Exercise aim: Copy the entries below exactly as they appear, from the line containing "Target: lit rock face" through the end of the entries, including both of those lines.

Data entries
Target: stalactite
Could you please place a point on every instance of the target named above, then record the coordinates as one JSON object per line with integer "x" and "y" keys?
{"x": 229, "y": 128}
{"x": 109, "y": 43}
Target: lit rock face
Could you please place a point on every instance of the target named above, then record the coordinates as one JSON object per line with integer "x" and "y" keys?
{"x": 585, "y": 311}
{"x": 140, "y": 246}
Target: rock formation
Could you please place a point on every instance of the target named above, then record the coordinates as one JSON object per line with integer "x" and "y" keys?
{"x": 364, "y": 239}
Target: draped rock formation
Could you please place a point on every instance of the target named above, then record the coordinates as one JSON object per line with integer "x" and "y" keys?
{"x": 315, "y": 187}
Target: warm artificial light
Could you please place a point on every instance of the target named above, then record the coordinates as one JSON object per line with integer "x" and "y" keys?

Full answer:
Target: lit rock face
Could you please place a point on every instance of the target named above, then record the coordinates as one JSON object per line with integer "x" and "y" keys?
{"x": 585, "y": 311}
{"x": 140, "y": 246}
Target: rock formation
Could you please place a point on every instance of the target named above, then record the coordinates as one JSON object per line with integer "x" and "y" keys?
{"x": 364, "y": 239}
Target: draped rock formation
Could you please place a point on every instance of the target named above, then record the coordinates as one JSON object per line with integer "x" and "y" keys?
{"x": 315, "y": 187}
Target: warm artificial light
Could you please place a point on every instance of the target named above, then record the coordinates as one JSON object per line with integer "x" and "y" keys?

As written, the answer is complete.